§ Travail demandé
1/ Selon le passage cité, pourquoi les états-majors de LR et du PS se satisfont-ils de la faible participation des classes populaires aux primaires ? Répondez en une à trois phrases.
2/ Dans les entrées, remplacez « metal pole » par « wooden post » sur le passage qui va de la ligne contenant « Could you please outline every instance of the metal » jusqu'à celle contenant « Please outline every instance of the metal pole. », ces deux lignes comprises. Rendez uniquement ce passage, sans autre modification, s'il vous plaît.

+++ Passage cité

Brecht disait : « Puisque le peuple vote contre le Gouvernement, il faut dissoudre le peuple. »

Tel est le but caché des Primaires.

Mais, allez-vous dire, c’est exactement le contraire que proclament les initiateurs des ces primaires !

Ce serait oublier la grande leçon de ce début de siècle : dans la novlangue néolibérale actuelle, les mots veulent dire le contraire de ce qu’il sont censés signifier. Réforme veut dire régression. Courage politique veut dire lâcheté face aux lobbies du grand capital. Gouvernance (entrepreneuriale, gestionnaire et apolitique...) prend la place de gouvernement du peuple. Pédagogie nécessaire pour montrer que le peuple, ignorant et fruste, doit être éduqué par ses bons maîtres. Syndicat réformiste veut dire « jaune » comme Berger qui soutient des CONTRE-réformes. Coût du travail pour faire oublier que le travail produit et que le capital prélève. La dette (affreuse) qu’il faut rembourser s’élève à 70 milliards d’euros en 2015 et le montant de la fraude fiscale s’élève à 80 milliards d’euros* auxquels aucun gouvernement ne touchera sérieusement puisque ces gouvernements truffés de Cameron et de Cahuzac sont des gouvernements des riches par les riches et pour les riches.

Mais revenons aux Primaires.

SUFFRAGE CENSITAIRE, LE RETOUR

La première question que l’on doit se poser est qui vote aux primaires ?

L’Institut CSA nous donne la réponse (tous les sondages sont unanimes) : » Les primaires n’ont pas permis d’atténuer les discriminations à l’œuvre dans le processus électoral. La mise en correspondance des taux de participation avec les caractéristiques sociologiques atteste que la participation aux primaires est d’autant plus élevée que le niveau social est élevé. Plus il y a concentration de catégories populaires, plus le taux de participation est faible. Il y a une relation évidente entre le poids des ménages issus des catégories populaires et la non-participation aux primaires. Cela confirme l’éloignement entre le PS (pour les primaires du parti socialiste) et les catégories populaires. » Quand on sait que 64% des militants du PS sont diplômés de l’enseignement supérieur (contre 14% dans la société dans son ensemble), on comprend où est la cible du PS. Et l’on voit bien en effet que les primaires non seulement n’amènent pas les abstentionnistes ou les déçus de la politique des gouvernements, c’est-à-dire les classes populaires, à réintégrer le jeu politique mais au contraire les en éloignent de fait.

C’est là une donnée que les états-majors des partis bourgeois (LR et PS) n’ignorent pas.

Au lieu de regretter ce fait, ils en sont fort satisfaits : le peuple, les ouvriers, les couches populaires sont hors-jeu et cela est conforme aux intérêts de classe des ces mêmes états-majors et de ceux qu’ils servent.

Le bobo, en tant que concept idéologico-social, devient l’arbitre des élégances. Même si les « nuits debout » ont le mérite de fixer les mobilisations et d’ouvrir des espaces non institutionnels de discussion politique,les centres-villes de Lyon, Paris, Bordeaux, Dijon, Grenoble ou Nantes deviennent l’épicentre de la recomposition politique et les primaires en sont un moment important.

++++++
+++ Entrées fournies

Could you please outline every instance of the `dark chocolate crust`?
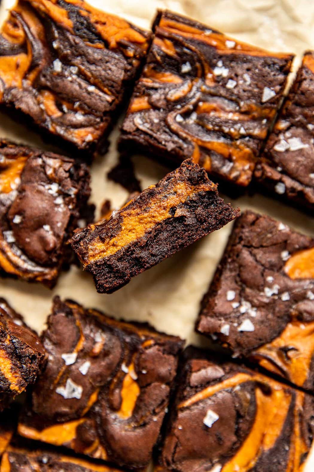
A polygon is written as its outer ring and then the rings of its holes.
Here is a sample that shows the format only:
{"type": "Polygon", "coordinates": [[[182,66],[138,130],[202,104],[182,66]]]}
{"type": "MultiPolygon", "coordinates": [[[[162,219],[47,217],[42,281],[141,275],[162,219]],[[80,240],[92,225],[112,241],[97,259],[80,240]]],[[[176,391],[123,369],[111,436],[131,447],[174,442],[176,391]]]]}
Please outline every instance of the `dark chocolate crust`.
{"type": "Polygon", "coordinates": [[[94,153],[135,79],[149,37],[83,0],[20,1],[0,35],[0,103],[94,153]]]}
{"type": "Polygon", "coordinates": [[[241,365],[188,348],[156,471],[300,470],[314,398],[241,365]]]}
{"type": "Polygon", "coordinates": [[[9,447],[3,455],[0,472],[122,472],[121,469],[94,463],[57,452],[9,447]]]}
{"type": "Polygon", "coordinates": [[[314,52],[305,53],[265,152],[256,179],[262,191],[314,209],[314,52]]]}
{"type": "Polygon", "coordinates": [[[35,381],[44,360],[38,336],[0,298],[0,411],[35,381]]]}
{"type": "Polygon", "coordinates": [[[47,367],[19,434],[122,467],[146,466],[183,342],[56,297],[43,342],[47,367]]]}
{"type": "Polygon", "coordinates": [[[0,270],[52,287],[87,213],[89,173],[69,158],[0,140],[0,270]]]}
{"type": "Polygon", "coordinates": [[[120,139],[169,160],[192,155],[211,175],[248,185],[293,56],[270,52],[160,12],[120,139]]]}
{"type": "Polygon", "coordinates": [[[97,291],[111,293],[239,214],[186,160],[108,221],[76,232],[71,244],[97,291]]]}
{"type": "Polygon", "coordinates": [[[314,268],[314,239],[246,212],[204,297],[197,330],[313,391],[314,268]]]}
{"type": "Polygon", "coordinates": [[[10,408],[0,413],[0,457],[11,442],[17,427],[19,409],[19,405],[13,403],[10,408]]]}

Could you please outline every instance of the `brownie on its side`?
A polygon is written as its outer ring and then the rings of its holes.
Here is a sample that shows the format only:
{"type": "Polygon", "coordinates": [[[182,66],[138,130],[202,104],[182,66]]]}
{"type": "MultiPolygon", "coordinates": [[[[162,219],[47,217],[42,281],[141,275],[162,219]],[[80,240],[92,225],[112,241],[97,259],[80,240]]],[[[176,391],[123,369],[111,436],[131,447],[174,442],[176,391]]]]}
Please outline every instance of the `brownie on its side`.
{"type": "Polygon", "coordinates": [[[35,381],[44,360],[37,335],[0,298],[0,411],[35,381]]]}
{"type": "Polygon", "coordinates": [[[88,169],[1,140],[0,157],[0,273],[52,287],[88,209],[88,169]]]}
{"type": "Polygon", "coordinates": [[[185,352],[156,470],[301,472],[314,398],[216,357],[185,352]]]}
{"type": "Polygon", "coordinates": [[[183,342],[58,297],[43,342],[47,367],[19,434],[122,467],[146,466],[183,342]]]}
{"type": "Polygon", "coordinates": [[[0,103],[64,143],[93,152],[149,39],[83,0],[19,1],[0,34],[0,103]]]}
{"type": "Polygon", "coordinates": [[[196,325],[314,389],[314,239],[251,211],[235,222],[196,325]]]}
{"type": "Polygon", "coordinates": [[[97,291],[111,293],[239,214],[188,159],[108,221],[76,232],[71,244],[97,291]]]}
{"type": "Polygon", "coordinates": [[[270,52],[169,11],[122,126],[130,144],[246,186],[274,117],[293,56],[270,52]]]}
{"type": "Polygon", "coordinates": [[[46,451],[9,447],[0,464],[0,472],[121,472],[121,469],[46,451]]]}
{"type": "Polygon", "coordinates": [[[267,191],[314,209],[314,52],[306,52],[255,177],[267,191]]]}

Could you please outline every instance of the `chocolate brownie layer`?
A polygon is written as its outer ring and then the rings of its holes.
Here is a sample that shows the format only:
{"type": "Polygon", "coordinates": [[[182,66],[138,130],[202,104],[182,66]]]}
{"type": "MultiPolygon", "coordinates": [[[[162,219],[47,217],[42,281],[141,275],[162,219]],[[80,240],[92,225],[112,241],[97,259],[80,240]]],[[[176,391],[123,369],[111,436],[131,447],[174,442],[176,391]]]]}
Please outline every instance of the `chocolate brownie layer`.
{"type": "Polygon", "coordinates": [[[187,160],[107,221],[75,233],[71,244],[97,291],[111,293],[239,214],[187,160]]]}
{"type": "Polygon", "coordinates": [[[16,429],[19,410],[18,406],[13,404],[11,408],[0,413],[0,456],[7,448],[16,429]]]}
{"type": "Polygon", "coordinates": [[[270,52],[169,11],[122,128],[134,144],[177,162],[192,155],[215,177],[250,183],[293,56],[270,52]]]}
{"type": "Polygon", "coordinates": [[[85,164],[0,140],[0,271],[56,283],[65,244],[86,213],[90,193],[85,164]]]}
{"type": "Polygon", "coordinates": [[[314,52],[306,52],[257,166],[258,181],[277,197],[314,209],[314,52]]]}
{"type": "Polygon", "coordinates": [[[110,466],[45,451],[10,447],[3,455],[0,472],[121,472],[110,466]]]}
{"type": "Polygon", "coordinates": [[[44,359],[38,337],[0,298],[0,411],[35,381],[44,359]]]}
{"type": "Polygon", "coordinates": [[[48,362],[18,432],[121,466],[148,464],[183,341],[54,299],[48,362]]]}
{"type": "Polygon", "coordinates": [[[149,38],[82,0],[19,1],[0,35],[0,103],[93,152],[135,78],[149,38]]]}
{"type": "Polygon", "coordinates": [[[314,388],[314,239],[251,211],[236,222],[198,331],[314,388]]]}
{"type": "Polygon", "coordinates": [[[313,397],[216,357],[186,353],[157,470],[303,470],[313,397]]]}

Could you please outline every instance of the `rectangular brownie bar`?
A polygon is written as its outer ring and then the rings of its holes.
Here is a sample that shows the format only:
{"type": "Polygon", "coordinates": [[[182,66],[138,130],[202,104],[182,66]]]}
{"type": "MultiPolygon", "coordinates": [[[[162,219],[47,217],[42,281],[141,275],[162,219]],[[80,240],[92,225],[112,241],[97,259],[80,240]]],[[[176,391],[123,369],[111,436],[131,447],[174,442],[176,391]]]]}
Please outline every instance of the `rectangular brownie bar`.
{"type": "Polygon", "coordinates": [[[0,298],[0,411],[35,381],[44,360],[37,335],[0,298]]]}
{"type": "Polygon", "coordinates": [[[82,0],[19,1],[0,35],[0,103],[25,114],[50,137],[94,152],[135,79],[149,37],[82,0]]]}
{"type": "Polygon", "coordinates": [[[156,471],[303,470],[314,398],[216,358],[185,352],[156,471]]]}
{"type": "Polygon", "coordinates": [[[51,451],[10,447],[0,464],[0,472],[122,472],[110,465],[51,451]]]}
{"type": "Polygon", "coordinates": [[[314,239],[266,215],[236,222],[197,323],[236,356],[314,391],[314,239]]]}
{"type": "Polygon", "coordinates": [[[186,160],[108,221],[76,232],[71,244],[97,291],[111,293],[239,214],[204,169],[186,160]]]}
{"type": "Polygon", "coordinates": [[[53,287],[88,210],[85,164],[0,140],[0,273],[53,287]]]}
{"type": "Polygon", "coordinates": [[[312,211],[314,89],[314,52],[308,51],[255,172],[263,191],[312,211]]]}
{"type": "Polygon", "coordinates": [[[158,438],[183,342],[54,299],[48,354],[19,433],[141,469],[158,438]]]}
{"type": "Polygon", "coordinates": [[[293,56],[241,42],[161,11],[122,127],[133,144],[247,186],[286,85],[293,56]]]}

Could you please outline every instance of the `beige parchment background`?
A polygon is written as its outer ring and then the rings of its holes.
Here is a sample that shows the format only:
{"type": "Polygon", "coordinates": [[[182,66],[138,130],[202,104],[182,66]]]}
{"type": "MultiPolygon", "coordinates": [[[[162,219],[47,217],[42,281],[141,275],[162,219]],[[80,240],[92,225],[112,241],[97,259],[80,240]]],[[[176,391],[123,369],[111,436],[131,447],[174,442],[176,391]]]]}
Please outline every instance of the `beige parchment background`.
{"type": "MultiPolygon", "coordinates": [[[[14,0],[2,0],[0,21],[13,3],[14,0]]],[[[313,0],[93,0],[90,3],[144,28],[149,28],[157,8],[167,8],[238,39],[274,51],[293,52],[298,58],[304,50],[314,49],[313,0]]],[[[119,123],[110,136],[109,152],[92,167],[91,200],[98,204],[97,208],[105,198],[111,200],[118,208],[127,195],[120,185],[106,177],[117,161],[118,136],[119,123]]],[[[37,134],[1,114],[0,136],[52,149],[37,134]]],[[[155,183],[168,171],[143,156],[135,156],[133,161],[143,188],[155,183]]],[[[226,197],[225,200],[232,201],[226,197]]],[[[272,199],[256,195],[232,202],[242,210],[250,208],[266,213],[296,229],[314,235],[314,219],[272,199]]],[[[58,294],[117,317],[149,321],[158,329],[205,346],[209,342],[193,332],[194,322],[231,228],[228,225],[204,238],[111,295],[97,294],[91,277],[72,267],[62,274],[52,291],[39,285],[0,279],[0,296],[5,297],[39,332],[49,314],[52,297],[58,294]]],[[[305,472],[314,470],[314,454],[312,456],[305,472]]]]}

++++++
+++ Entrées fournies

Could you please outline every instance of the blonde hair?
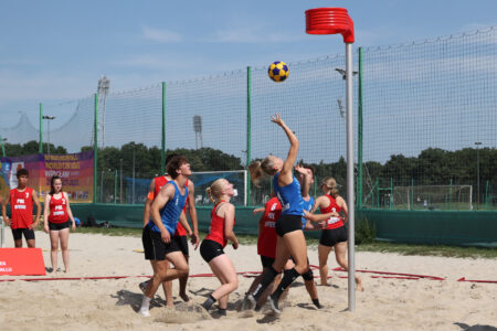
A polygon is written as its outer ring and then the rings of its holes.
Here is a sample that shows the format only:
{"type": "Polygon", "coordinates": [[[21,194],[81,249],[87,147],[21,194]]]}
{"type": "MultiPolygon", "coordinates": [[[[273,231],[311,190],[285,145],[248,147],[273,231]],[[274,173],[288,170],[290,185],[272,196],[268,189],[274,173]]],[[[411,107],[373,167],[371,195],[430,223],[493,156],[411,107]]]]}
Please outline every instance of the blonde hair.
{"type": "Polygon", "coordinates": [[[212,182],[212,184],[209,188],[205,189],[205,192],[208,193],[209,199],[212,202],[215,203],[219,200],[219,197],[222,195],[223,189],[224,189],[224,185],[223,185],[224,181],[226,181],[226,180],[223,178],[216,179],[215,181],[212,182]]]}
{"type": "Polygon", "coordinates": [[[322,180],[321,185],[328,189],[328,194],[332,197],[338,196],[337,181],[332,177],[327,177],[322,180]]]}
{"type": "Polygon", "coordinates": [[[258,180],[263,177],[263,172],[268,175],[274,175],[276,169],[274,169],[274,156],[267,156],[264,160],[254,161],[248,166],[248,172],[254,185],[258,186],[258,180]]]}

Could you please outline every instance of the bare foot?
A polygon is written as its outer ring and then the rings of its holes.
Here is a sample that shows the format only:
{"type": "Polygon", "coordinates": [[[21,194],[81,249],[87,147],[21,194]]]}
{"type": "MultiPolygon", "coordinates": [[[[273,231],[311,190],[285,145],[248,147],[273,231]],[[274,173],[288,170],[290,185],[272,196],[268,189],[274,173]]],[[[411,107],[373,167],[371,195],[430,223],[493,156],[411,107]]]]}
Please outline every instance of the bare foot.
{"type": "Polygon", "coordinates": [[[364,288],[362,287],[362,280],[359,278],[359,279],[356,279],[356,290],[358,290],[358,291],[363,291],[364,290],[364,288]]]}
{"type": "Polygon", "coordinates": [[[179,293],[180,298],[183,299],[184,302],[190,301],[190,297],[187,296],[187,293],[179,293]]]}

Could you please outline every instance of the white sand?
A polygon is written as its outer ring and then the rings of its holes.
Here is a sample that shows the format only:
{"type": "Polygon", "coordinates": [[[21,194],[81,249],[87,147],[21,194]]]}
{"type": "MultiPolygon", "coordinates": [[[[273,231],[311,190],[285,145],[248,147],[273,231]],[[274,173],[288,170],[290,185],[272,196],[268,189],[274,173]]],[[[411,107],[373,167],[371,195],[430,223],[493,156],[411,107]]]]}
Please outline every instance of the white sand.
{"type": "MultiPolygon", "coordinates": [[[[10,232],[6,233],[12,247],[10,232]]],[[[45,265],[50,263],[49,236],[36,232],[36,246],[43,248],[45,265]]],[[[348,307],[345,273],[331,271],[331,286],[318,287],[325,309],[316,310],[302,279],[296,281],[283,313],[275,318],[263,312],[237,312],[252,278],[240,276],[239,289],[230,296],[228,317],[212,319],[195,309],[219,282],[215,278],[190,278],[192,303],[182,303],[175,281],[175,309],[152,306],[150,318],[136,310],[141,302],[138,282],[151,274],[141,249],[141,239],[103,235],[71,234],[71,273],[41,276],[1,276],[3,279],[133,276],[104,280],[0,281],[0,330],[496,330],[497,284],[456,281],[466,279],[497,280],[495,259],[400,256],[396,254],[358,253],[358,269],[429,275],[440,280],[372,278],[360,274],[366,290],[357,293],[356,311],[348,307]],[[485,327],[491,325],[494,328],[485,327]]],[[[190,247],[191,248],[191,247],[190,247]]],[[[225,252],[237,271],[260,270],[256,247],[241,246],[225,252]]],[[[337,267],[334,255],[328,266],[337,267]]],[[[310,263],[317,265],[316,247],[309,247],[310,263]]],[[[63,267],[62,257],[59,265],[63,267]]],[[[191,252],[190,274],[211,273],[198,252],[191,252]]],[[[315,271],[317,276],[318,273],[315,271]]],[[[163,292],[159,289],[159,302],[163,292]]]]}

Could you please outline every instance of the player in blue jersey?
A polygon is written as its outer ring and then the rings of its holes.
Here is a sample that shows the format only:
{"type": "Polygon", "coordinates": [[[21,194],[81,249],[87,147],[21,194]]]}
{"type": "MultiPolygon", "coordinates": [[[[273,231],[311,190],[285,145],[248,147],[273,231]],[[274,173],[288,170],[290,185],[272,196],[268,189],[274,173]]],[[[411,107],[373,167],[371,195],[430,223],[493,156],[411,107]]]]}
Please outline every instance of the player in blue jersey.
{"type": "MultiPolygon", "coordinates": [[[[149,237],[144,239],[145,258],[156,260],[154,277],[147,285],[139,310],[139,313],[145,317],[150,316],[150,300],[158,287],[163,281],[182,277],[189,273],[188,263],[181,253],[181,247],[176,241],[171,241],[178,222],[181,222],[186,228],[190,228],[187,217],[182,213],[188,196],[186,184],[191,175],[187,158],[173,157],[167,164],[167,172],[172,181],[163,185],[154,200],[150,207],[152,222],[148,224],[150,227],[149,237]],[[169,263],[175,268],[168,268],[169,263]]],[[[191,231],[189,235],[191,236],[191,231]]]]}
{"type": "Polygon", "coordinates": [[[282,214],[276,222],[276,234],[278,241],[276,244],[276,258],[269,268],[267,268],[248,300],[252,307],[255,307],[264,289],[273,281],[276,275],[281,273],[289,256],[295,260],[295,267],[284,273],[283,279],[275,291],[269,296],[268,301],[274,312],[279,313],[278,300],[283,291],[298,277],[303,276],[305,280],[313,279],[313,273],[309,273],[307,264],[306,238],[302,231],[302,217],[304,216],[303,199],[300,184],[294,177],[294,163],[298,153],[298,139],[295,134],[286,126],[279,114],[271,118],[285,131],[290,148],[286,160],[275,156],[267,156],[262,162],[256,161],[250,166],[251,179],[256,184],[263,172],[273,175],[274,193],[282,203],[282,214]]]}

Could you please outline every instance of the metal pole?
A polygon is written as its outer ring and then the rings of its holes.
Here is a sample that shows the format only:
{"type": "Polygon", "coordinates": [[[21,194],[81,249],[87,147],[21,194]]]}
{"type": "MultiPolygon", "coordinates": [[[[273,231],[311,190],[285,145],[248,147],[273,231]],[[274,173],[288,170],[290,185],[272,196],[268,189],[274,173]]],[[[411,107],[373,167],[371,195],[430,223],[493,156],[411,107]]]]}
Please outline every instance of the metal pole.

++++++

§ Résultats par tâche
1/ Ils s'en satisfont parce que la mise hors-jeu du peuple, des ouvriers et des couches populaires est conforme à leurs intérêts de classe et à ceux des gens qu'ils servent.

2/
Could you please outline every instance of the wooden post?
A polygon is written as its outer ring and then the rings of its holes.
Here is a sample that shows the format only:
{"type": "Polygon", "coordinates": [[[21,194],[81,249],[87,147],[21,194]]]}
{"type": "MultiPolygon", "coordinates": [[[[273,231],[311,190],[285,145],[248,147],[273,231]],[[274,173],[288,170],[290,185],[272,196],[268,189],[274,173]]],[[[411,107],[373,167],[371,195],[430,223],[493,156],[411,107]]]]}
Please outline every instance of the wooden post.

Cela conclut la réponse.